All entries below are to be duplicated verbatim.

[Opening Data excerpts section]

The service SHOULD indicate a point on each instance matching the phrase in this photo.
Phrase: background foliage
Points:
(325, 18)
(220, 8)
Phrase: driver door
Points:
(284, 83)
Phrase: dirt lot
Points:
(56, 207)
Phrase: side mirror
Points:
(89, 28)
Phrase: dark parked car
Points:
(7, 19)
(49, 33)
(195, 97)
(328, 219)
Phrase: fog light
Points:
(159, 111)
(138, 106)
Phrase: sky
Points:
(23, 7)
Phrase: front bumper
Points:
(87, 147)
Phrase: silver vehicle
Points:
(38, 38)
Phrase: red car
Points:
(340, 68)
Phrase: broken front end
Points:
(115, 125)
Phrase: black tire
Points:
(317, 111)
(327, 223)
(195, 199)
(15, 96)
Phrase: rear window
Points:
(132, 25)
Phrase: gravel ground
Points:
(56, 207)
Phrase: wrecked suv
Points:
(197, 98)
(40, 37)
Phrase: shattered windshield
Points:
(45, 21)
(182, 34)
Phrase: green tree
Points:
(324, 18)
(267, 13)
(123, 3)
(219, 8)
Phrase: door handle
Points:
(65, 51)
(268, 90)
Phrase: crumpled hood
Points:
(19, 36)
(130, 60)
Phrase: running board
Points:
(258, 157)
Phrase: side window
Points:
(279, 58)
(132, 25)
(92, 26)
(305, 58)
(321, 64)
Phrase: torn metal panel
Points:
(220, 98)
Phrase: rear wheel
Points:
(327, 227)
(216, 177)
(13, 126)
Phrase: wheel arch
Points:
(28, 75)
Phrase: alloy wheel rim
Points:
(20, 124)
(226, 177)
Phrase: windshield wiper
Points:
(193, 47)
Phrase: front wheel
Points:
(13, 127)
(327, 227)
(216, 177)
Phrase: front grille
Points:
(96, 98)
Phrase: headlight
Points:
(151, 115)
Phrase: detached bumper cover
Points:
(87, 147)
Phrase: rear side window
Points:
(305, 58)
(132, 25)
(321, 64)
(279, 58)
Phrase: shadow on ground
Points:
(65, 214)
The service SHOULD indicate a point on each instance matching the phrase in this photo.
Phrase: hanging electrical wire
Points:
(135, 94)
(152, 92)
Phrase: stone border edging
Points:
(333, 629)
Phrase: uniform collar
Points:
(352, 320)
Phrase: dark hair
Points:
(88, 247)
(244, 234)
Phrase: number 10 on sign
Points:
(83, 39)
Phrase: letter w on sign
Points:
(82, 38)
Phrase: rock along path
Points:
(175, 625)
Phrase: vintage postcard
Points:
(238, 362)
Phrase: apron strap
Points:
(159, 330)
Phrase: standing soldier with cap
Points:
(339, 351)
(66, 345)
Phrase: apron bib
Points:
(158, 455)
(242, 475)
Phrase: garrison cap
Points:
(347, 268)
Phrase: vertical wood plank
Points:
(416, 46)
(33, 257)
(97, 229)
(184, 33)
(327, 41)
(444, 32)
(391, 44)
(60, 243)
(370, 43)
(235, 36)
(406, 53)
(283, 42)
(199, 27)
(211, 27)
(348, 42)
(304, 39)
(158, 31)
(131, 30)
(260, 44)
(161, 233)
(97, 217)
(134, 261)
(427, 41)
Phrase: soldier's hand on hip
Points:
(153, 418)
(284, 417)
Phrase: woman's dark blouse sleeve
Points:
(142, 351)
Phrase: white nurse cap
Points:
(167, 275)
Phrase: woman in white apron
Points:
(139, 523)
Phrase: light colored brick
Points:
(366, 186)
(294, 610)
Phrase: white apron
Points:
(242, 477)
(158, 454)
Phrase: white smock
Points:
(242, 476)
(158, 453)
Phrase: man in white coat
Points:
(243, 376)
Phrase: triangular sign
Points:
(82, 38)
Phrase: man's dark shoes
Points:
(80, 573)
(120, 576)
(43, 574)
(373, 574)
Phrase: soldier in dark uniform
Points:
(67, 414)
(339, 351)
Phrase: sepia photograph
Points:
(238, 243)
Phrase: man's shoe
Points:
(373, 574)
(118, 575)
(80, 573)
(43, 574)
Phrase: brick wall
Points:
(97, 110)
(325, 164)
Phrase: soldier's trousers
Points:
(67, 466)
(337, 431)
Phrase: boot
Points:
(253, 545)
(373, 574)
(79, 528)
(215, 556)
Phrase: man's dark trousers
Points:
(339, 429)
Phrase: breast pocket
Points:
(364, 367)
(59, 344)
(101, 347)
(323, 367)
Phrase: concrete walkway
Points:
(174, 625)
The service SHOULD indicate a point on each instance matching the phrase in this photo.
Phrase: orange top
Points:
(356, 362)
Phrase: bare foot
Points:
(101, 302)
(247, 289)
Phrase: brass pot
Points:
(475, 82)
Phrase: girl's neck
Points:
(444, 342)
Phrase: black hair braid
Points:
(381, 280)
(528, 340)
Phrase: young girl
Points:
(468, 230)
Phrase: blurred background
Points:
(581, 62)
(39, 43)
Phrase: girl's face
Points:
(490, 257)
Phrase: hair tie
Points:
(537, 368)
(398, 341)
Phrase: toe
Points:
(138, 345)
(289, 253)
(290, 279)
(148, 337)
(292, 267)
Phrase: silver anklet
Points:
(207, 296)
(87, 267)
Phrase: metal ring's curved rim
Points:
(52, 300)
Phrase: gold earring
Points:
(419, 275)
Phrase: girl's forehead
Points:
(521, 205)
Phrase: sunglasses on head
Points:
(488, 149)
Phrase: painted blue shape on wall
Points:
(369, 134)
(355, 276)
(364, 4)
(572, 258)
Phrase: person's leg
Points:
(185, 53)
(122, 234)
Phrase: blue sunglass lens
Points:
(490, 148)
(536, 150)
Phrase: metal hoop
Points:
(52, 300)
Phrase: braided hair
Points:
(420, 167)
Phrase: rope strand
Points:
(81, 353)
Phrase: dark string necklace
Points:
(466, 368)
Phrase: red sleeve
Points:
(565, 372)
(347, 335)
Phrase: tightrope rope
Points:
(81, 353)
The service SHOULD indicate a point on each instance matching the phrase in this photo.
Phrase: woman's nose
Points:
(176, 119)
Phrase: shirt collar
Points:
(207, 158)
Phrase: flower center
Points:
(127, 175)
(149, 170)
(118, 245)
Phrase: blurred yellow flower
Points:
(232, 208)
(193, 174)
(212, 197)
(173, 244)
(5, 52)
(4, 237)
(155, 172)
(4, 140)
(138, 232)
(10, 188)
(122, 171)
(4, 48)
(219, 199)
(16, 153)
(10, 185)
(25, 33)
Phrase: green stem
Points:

[Closing Data excerpts section]

— Exercise answer —
The service SHOULD indicate a point on each instance matching the phrase in this photo.
Phrase: background foliage
Points:
(325, 18)
(220, 8)
Phrase: driver door
Points:
(284, 83)
Phrase: dirt lot
Points:
(56, 207)
Phrase: side mirror
Points:
(89, 28)
Phrase: dark parked car
Points:
(7, 19)
(49, 33)
(195, 97)
(328, 219)
Phrase: fog light
Points:
(159, 111)
(138, 106)
Phrase: sky
Points:
(23, 7)
Phrase: front bumper
Points:
(87, 147)
Phrase: silver vehicle
Points:
(38, 38)
Phrase: red car
Points:
(340, 68)
Phrase: broken front end
Points:
(115, 125)
Phrase: black tire
Points:
(317, 111)
(327, 223)
(195, 199)
(15, 96)
Phrase: rear window
Points:
(132, 25)
Phrase: gravel ground
Points:
(56, 207)
Phrase: wrecked suv
Points:
(197, 98)
(40, 37)
Phrase: shattered windshield
Points:
(45, 21)
(182, 34)
Phrase: green tree
Points:
(324, 18)
(267, 13)
(123, 3)
(219, 8)
Phrase: door handle
Points:
(65, 51)
(268, 90)
Phrase: crumpled hood
Points:
(19, 36)
(130, 60)
Phrase: running board
Points:
(258, 157)
Phrase: side window
Points:
(279, 58)
(132, 25)
(92, 26)
(305, 58)
(321, 64)
Phrase: torn metal panel
Points:
(220, 98)
Phrase: rear wheel
Points:
(327, 227)
(216, 177)
(13, 126)
Phrase: wheel arch
Points:
(28, 75)
Phrase: alloy wheel rim
Points:
(20, 124)
(226, 177)
Phrase: windshield wiper
Points:
(193, 47)
Phrase: front wheel
Points:
(13, 127)
(327, 227)
(216, 177)
Phrase: front grille
Points:
(96, 98)
Phrase: headlight
Points:
(151, 115)
Phrase: detached bumper cover
Points:
(87, 147)
Phrase: rear side window
Points:
(305, 58)
(132, 25)
(321, 64)
(279, 58)
Phrase: shadow on ground
Points:
(65, 214)
The service SHOULD indicate a point on each instance matching the phrase in this photo.
Phrase: hanging electrical wire
Points:
(135, 94)
(152, 92)
Phrase: stone border edging
Points:
(333, 629)
Phrase: uniform collar
Points:
(352, 320)
Phrase: dark hair
Points:
(88, 247)
(244, 234)
Phrase: number 10 on sign
Points:
(83, 39)
Phrase: letter w on sign
Points:
(82, 38)
Phrase: rock along path
Points:
(175, 625)
Phrase: vintage postcard
Points:
(238, 362)
Phrase: apron strap
Points:
(159, 330)
Phrase: standing soldier with cap
Points:
(339, 351)
(66, 345)
Phrase: apron bib
Points:
(158, 455)
(242, 475)
Phrase: garrison cap
Points:
(347, 268)
Phrase: vertical wood plank
Points:
(416, 46)
(33, 257)
(97, 229)
(184, 33)
(327, 41)
(444, 32)
(391, 44)
(60, 243)
(370, 43)
(235, 36)
(406, 53)
(283, 42)
(199, 27)
(211, 27)
(348, 42)
(304, 39)
(158, 31)
(131, 30)
(260, 44)
(161, 233)
(97, 217)
(134, 261)
(427, 41)
Phrase: soldier's hand on hip
Points:
(153, 418)
(284, 417)
Phrase: woman's dark blouse sleeve
Points:
(142, 351)
Phrase: white nurse cap
Points:
(167, 275)
Phrase: woman in white apron
Points:
(139, 523)
Phrase: light colored brick
Points:
(366, 186)
(294, 610)
Phrase: white apron
Points:
(242, 477)
(158, 454)
Phrase: white smock
Points:
(242, 476)
(158, 453)
Phrase: man in white coat
Points:
(243, 376)
Phrase: triangular sign
Points:
(82, 38)
Phrase: man's dark shoes
Points:
(80, 573)
(120, 576)
(43, 574)
(373, 574)
Phrase: soldier in dark uniform
Points:
(67, 414)
(339, 351)
Phrase: sepia photograph
Points:
(238, 243)
Phrase: man's shoe
Points:
(373, 574)
(118, 575)
(80, 573)
(43, 574)
Phrase: brick wall
Points:
(97, 110)
(325, 164)
Phrase: soldier's trousers
Points:
(67, 466)
(337, 431)
Phrase: boot
Points:
(253, 545)
(373, 574)
(79, 528)
(215, 556)
Phrase: man's dark trousers
Points:
(339, 429)
Phrase: breast pocket
Points:
(364, 367)
(59, 344)
(101, 347)
(323, 367)
Phrase: concrete walkway
Points:
(174, 625)
The service SHOULD indicate a point on each instance matching the phrase in this photo.
Phrase: orange top
Points:
(356, 362)
Phrase: bare foot
Points:
(101, 302)
(247, 289)
Phrase: brass pot
Points:
(475, 82)
Phrase: girl's neck
Points:
(444, 342)
Phrase: black hair braid
Points:
(381, 280)
(528, 340)
Phrase: young girl
Points:
(468, 230)
Phrase: blurred background
Points:
(581, 62)
(39, 43)
Phrase: girl's face
Points:
(490, 257)
Phrase: hair tie
Points:
(537, 368)
(398, 341)
Phrase: toe
Points:
(138, 345)
(289, 253)
(290, 279)
(148, 337)
(292, 267)
Phrase: silver anklet
Points:
(207, 296)
(87, 267)
Phrase: metal ring's curved rim
Points:
(52, 300)
Phrase: gold earring
Points:
(419, 275)
Phrase: girl's forehead
Points:
(521, 205)
Phrase: sunglasses on head
Points:
(488, 149)
Phrase: painted blue shape on wall
Points:
(369, 134)
(355, 276)
(364, 4)
(572, 258)
Phrase: person's leg
Points:
(185, 53)
(122, 234)
Phrase: blue sunglass lens
Points:
(490, 148)
(536, 150)
Phrase: metal hoop
Points:
(52, 300)
Phrase: braided hair
Points:
(420, 167)
Phrase: rope strand
Points:
(81, 353)
Phrase: dark string necklace
Points:
(466, 368)
Phrase: red sleeve
Points:
(565, 372)
(347, 335)
Phrase: tightrope rope
Points:
(81, 353)
The service SHOULD indicate a point on each instance matching the phrase in this photo.
Phrase: woman's nose
Points:
(176, 119)
Phrase: shirt collar
Points:
(207, 158)
Phrase: flower center
Points:
(127, 175)
(149, 170)
(118, 245)
Phrase: blurred yellow flower
Points:
(232, 208)
(193, 174)
(212, 197)
(173, 244)
(5, 52)
(4, 237)
(155, 172)
(4, 140)
(138, 232)
(10, 188)
(122, 171)
(4, 48)
(219, 199)
(16, 153)
(10, 185)
(25, 33)
Phrase: green stem
Points:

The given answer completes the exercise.